>> Start INPUT FOR THIS TASK
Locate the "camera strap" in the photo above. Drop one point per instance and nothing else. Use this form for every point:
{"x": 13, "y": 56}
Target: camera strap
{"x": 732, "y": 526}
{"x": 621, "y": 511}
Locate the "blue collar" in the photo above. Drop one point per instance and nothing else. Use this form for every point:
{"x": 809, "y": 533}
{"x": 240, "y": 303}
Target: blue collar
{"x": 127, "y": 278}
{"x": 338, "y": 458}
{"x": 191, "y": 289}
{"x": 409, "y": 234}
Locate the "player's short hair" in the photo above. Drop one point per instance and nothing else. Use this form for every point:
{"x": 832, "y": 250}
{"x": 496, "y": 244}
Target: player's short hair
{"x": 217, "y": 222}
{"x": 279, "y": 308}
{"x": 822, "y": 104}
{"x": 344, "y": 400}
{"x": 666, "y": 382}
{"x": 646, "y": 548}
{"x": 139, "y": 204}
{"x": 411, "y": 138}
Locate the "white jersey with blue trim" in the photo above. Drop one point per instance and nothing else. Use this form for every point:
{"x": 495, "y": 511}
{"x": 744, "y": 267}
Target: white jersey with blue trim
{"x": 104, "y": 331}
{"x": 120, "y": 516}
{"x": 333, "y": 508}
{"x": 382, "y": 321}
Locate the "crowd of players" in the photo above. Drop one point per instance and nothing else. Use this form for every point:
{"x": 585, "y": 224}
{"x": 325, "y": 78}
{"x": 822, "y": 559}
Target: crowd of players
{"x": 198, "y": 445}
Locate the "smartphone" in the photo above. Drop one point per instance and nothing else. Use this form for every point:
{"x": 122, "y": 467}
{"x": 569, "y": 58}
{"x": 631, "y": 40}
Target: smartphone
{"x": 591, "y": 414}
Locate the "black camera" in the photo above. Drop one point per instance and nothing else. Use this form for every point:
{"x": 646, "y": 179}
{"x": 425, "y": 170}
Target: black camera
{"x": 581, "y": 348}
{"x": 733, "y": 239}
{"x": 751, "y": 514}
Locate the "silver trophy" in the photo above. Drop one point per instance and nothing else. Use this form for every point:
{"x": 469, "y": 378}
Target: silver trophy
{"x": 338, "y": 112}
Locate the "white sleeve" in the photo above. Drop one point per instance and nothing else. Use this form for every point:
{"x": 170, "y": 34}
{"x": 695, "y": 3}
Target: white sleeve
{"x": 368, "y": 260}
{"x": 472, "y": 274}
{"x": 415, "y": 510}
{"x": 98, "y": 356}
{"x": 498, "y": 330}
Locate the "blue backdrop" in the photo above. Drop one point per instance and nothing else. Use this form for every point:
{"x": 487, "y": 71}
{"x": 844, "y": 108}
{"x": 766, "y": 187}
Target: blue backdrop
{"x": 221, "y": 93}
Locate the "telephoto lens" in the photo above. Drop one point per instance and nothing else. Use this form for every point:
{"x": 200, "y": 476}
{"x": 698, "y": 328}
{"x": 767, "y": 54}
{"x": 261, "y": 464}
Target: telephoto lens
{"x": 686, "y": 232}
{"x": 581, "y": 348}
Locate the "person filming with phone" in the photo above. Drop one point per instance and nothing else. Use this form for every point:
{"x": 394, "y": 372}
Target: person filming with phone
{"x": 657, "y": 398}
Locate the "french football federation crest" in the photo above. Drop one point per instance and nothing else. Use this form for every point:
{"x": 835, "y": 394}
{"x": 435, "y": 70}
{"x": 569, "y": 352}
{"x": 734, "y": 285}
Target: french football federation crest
>> End INPUT FOR THIS TASK
** GOAL **
Extract every line of the records above that contains the word "crest".

** SOLUTION TO THIS TASK **
Locate the "french football federation crest" in the photo above. Drop one point per instance and nothing else. Use this form for every point:
Target: french football federation crest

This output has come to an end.